Region labeling records:
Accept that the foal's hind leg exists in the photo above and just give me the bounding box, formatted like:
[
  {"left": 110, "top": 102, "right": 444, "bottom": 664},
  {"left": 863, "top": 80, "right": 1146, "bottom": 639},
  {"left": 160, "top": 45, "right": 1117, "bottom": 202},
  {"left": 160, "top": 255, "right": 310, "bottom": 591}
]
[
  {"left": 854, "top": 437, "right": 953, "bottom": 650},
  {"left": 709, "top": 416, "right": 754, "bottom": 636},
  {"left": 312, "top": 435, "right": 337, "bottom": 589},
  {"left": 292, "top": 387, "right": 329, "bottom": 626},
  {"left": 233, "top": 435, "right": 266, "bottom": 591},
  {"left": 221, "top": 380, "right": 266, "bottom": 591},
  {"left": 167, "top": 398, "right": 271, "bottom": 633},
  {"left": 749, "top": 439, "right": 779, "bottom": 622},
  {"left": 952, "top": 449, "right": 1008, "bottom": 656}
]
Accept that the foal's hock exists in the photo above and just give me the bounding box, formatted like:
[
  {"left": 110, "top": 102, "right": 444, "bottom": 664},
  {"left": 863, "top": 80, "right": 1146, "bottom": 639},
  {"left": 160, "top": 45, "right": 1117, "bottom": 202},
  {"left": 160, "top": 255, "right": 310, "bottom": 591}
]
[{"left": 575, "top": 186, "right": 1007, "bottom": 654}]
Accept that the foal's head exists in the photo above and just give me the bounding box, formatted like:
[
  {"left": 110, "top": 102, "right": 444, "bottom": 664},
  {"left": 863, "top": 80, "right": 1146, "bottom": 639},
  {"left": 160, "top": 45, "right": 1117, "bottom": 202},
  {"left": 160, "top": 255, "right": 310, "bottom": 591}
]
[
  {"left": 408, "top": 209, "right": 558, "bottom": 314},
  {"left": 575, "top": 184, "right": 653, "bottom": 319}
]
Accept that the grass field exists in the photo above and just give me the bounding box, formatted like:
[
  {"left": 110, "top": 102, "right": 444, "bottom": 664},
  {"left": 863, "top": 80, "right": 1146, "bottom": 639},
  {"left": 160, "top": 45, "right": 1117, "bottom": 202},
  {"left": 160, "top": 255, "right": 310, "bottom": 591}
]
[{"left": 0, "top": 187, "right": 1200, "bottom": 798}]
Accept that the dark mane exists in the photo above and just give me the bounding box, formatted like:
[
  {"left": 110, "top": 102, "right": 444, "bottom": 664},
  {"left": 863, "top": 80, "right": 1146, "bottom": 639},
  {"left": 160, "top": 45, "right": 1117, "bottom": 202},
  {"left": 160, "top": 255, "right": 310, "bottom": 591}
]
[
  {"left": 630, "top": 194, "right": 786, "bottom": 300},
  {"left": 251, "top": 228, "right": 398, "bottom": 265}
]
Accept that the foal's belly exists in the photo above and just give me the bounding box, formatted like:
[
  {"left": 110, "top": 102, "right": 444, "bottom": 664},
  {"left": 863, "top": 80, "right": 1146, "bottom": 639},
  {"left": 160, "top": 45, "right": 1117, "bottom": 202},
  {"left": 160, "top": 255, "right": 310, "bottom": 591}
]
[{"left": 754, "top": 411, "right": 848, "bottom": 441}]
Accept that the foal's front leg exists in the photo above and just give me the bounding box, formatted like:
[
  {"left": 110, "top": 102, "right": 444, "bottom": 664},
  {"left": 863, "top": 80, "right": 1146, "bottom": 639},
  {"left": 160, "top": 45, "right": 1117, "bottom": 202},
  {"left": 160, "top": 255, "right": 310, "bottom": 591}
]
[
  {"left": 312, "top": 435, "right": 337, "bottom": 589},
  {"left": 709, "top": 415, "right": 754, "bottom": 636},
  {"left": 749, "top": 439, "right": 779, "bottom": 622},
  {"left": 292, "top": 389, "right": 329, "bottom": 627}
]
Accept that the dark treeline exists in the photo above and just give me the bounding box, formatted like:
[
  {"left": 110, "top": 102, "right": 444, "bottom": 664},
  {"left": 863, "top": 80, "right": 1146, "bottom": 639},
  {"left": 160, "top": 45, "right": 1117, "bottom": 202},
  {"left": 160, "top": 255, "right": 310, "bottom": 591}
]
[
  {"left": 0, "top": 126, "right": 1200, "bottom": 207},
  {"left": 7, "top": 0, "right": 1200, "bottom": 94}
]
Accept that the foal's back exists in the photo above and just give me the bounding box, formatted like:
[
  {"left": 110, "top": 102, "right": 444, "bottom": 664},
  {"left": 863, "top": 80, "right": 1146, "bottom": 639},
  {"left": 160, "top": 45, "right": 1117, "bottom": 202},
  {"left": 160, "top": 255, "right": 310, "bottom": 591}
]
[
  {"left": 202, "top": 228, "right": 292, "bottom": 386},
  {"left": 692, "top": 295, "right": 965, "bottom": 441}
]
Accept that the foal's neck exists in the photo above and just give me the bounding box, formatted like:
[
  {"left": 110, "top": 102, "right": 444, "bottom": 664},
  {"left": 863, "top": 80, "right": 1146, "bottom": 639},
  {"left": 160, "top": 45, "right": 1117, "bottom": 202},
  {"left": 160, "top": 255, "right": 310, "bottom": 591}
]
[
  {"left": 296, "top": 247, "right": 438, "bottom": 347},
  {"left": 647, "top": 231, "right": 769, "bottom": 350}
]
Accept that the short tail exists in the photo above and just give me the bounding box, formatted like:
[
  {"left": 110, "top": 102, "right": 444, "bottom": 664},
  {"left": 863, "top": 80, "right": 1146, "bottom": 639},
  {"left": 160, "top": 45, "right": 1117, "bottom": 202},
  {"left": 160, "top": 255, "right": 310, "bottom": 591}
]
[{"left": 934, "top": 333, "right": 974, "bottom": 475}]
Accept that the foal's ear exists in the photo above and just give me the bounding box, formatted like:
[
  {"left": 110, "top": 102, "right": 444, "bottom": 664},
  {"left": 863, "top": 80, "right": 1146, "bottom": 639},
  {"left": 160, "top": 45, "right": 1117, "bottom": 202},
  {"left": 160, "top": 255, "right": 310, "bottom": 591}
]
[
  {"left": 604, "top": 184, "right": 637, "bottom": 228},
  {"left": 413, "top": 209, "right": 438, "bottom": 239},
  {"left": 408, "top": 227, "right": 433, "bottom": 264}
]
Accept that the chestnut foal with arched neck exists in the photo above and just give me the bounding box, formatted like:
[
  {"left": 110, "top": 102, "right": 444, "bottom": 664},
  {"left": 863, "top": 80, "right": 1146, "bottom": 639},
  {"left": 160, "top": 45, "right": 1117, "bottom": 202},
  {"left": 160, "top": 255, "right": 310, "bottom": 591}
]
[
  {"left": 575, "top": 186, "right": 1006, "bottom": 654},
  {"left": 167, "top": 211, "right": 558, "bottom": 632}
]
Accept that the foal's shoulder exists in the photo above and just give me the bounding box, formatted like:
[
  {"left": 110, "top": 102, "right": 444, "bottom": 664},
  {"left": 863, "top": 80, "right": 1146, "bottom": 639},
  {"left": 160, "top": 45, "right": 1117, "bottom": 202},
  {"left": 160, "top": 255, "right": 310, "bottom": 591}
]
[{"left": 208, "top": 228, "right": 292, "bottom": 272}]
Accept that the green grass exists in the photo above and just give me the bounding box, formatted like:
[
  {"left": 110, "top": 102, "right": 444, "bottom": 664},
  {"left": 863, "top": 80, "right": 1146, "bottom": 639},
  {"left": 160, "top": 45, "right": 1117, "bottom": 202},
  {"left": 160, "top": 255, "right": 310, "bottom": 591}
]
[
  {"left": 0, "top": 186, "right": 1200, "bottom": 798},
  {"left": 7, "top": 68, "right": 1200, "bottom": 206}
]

Work instructions:
Count the lines of the material above that contain the word "grass", matching case exactly, and reply with only that number.

Solution to the problem:
2